EXTRAIT DU TEXTE:
L’homme fort Claude Grenache
Le 22 octobre 1886, La Gazette de Joliette consacre un texte à un des quelques hommes forts québécois de ce temps, Claude Grenache.
M. [André-Napoléon] Montpetit a écrit autrefois sur les hommes forts canadiens des choses intéressantes dont nous détachons ce qui suit.
J’ai vu Grenache se promener à pas carrés avec trois hommes suspendus aux longues tresses de sa chevelure et s’en débarrasser à volonté par une secousse de tête. Ployer une barre de fer sur son bras, briser des cailloux à coups de poing, étaient un jeu pour lui.
Je l’ai vu, ce qui est plus fort, se renverser en arrière, de manière à ne toucher le sol que des pieds et des mains, le corps tendu comme l’arche d’un pont. On lui plaçait sur le ventre une forte enclume, sur laquelle deux hommes, armés de lourds marteaux, frappaient à coups redoublés. Grenache ne bronchait pas.

MATÉRIEL D'ÉTUDE:
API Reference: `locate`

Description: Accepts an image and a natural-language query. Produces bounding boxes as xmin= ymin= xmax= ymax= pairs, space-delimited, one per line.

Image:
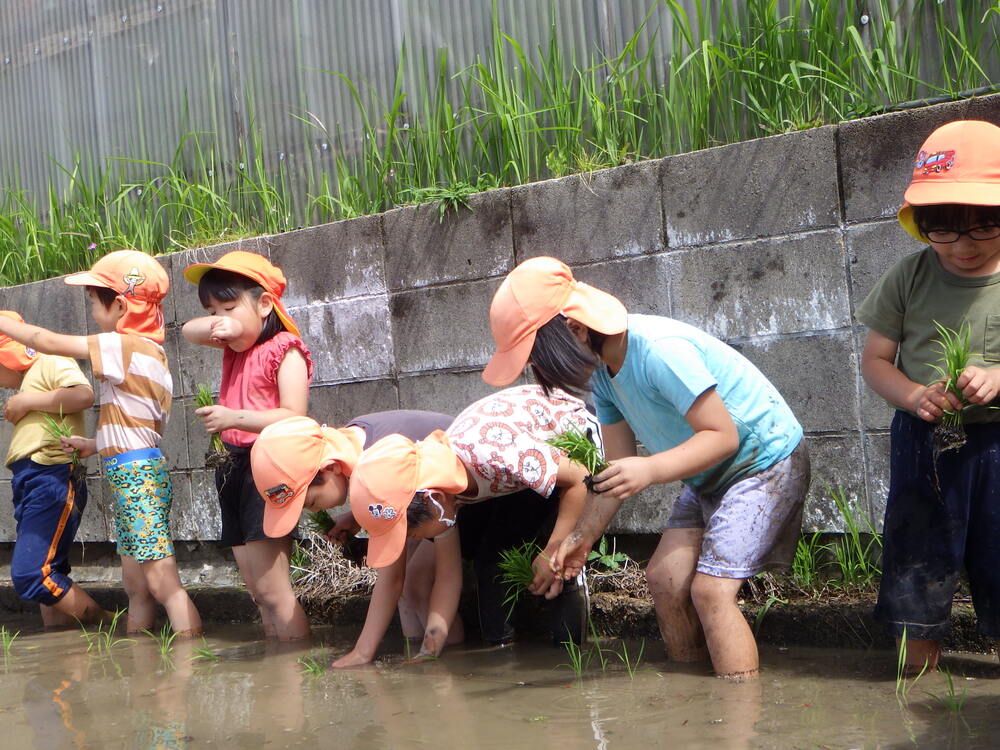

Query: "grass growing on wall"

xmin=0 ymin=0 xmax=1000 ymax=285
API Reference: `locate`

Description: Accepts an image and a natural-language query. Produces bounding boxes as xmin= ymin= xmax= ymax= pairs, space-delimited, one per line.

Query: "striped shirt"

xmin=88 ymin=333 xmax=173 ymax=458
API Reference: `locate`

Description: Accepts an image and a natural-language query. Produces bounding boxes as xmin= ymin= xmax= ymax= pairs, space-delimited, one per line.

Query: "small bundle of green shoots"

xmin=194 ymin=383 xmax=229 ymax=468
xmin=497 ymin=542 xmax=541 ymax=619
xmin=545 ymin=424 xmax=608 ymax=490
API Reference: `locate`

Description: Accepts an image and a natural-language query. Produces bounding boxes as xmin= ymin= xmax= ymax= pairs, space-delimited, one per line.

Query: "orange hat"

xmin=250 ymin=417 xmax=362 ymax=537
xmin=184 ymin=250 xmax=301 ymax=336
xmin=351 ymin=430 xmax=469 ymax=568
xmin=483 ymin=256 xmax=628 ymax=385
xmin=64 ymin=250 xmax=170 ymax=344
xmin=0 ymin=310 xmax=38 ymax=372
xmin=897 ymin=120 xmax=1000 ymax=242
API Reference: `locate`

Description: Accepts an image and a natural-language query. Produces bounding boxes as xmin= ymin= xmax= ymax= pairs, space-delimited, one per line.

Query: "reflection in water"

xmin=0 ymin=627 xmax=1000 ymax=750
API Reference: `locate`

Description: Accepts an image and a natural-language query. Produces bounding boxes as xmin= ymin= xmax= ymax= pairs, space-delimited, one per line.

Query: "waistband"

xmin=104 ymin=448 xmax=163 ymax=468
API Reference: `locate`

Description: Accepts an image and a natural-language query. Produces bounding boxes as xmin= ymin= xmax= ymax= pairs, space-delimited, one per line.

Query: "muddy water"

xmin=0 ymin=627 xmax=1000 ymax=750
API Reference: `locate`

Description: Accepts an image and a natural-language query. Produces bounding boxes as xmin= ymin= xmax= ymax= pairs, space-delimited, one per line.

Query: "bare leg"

---

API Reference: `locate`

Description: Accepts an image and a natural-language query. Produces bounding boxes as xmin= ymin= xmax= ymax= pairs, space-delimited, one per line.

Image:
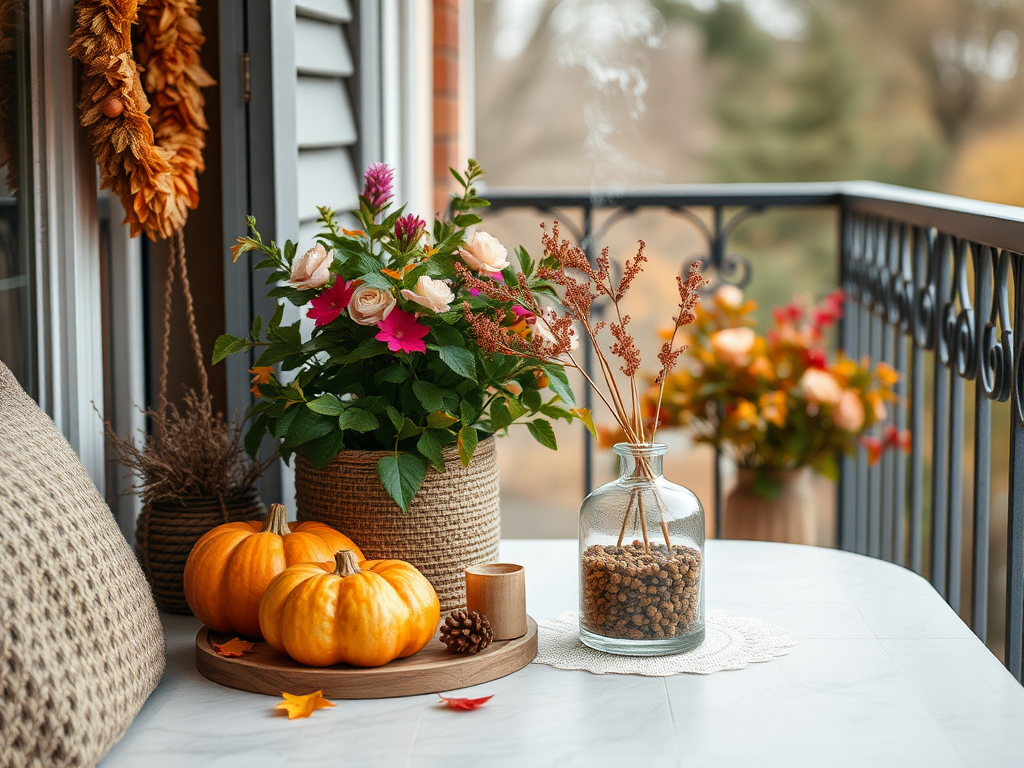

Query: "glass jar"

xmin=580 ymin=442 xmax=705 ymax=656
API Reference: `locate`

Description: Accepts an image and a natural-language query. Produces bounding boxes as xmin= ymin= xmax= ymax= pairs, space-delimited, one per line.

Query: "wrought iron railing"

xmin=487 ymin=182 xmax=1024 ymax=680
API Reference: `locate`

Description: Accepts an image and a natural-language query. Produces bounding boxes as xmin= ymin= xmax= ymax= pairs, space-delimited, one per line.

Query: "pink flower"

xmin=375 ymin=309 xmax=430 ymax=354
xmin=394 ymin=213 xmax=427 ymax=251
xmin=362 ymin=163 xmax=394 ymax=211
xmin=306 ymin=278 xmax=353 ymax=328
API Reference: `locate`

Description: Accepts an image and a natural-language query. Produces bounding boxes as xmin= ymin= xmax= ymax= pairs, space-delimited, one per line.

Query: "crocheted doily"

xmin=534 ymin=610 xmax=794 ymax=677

==

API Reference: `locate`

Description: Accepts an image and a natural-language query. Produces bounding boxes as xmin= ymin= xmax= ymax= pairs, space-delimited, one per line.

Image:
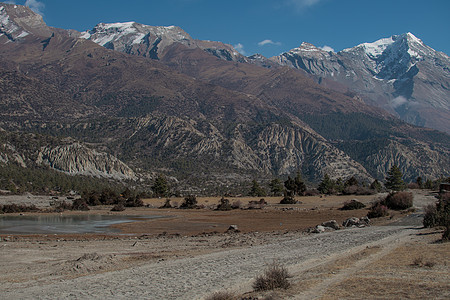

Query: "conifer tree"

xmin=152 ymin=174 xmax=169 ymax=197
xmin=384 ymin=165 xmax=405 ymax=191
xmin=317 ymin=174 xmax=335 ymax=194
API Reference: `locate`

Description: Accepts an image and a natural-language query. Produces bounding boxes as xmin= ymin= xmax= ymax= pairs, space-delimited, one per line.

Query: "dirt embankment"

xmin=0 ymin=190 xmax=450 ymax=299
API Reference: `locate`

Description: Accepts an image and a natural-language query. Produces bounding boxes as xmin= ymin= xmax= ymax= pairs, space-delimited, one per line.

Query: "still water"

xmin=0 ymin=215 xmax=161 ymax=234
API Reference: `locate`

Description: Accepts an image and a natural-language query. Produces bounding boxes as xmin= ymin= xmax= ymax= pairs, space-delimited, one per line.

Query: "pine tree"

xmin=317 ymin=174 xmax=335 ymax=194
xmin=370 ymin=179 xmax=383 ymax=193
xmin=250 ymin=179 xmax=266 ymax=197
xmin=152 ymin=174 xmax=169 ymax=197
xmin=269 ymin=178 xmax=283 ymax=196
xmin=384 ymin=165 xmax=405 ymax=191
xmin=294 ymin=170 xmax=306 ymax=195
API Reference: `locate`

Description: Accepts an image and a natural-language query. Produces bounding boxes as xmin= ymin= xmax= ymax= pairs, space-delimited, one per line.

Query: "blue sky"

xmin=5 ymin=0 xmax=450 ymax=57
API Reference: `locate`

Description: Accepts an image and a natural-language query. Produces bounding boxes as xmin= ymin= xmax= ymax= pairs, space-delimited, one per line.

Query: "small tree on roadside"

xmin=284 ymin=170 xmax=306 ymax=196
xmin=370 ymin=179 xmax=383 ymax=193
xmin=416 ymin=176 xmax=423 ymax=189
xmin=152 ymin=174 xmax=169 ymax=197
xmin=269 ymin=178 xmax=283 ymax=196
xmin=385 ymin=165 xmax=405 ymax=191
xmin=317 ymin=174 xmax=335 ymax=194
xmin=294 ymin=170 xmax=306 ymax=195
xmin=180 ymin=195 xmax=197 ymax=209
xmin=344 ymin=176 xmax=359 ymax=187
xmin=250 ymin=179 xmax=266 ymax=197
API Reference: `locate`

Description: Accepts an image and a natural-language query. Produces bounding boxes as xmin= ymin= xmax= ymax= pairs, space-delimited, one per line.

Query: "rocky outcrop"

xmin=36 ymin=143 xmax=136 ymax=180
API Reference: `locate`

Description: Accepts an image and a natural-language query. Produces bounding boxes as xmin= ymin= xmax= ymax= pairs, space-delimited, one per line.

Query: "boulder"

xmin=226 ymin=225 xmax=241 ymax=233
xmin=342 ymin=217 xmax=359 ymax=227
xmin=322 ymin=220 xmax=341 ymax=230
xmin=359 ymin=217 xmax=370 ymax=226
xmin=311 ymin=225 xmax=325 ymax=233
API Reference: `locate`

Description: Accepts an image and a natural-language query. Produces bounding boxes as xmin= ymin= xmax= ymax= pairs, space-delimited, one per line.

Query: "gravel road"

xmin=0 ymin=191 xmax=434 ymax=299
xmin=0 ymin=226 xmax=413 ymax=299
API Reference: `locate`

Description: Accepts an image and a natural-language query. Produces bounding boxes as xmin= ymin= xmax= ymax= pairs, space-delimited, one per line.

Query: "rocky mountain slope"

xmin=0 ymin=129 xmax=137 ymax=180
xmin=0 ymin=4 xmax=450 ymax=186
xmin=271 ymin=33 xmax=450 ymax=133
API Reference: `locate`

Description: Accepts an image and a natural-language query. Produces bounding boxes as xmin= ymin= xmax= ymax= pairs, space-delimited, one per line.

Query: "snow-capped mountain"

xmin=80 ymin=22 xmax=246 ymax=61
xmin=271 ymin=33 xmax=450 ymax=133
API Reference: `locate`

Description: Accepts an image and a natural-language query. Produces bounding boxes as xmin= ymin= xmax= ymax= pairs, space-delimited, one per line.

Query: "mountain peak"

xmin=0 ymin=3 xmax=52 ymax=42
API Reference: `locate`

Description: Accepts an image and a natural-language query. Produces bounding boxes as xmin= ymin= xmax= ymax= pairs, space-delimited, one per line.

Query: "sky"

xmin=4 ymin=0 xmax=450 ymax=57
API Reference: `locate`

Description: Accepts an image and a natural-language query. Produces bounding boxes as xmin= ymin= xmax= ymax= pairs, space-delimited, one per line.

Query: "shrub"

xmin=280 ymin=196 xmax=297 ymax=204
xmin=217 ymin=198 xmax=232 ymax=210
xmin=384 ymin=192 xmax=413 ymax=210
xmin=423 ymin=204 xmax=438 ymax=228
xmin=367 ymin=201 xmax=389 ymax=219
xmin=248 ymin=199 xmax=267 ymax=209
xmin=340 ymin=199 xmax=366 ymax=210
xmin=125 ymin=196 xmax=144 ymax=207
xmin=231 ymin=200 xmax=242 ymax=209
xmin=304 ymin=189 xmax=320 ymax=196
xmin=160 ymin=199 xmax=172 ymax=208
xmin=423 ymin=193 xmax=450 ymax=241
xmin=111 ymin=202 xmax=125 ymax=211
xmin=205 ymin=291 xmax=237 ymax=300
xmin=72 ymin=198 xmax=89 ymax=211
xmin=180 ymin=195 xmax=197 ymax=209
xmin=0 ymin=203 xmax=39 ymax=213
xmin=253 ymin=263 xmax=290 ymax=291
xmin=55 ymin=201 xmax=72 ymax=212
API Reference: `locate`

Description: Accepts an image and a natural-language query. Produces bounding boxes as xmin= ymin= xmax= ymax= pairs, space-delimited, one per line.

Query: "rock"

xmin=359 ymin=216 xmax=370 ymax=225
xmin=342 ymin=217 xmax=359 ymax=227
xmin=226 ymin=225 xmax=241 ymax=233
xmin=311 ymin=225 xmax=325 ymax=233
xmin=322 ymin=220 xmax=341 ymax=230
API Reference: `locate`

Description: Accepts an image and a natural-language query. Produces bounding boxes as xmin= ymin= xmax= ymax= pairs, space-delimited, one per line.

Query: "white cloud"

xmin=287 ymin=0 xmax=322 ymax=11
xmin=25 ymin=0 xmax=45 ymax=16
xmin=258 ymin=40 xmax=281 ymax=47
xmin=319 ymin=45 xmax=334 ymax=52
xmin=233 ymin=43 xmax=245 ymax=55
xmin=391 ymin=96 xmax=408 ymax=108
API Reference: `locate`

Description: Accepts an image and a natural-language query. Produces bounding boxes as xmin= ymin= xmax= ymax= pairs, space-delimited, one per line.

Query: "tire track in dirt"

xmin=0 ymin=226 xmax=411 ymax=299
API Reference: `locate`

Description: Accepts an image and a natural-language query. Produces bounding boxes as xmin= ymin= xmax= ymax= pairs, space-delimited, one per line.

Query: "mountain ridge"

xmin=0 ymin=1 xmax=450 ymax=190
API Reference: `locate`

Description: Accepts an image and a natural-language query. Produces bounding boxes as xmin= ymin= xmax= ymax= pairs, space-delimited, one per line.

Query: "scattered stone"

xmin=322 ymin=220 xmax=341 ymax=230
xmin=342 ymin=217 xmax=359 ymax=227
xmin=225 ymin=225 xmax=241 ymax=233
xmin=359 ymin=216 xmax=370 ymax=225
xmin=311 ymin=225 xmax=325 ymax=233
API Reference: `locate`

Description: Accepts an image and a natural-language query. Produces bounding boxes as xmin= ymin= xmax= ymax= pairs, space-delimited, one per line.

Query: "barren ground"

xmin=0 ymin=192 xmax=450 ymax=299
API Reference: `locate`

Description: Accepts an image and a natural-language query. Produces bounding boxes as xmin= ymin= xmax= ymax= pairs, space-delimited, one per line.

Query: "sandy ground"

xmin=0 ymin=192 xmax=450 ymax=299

CONSIGNE 1:
Réponds à ces questions sur le texte sur Claude Grenache :
(a) En quelle année La Gazette de Joliette publie-t-elle ce texte ?
(b) Combien d'hommes étaient suspendus aux tresses de Grenache ?
(c) Combien d'hommes frappaient sur l'enclume posée sur son ventre ?
CONSIGNE 2: Écris la suite du texte sur Claude Grenache.
Le matériel ne sert à rien ici.

RÉPONSE 1:
(a) En 1886, le 22 octobre.
(b) Trois hommes.
(c) Deux hommes.

RÉPONSE 2:
Il faut dire aussi que Grenache, il y a quinze ans, n’était pas un petit enfant. L’imagination populaire en a fait un géant. Que ne raconte-t-on pas à son sujet ?
Un jour (dit-on), Grenache, labourait tranquillement son champ, lorsqu’il vit venir un homme de haute taille, à l’air fier et hardi.
— Bonjour, Monsieur !
— Bonjour, Monsieur.
— Connaissez-vous un nommé Grenache ?
— Un peu, répondit Grenache, en arrêtant ses chevaux et en attachant aux mancherons de sa charrue les guides qu’il avait passés autour du cou. Que lui voulez-vous, mon ami ?
— J’ai entendu parler de sa force et je voulais le tâter un peu.
— Et quel est votre nom, s’il vous plaît ?
— Moi, oh ! je n’ai pas honte : vous avec dû entendre parler plus d’une fois de l’Oiseau-Rouge, c’est moi qui suis l’Oiseau-Rouge, à preuve que j’en porte la plume sur mon chapeau, comme vous voyez.
— Vous êtes un grand batailleur, je suppose.
— Comme vous dites, monsieur. Depuis dix ans que je vais dans les chantiers, je n’ai pas encore rencontré mon maître.
—Mais Grenache n’est pas un batailleur, lui, il est aussi paisible, aussi doux qu’un agneau.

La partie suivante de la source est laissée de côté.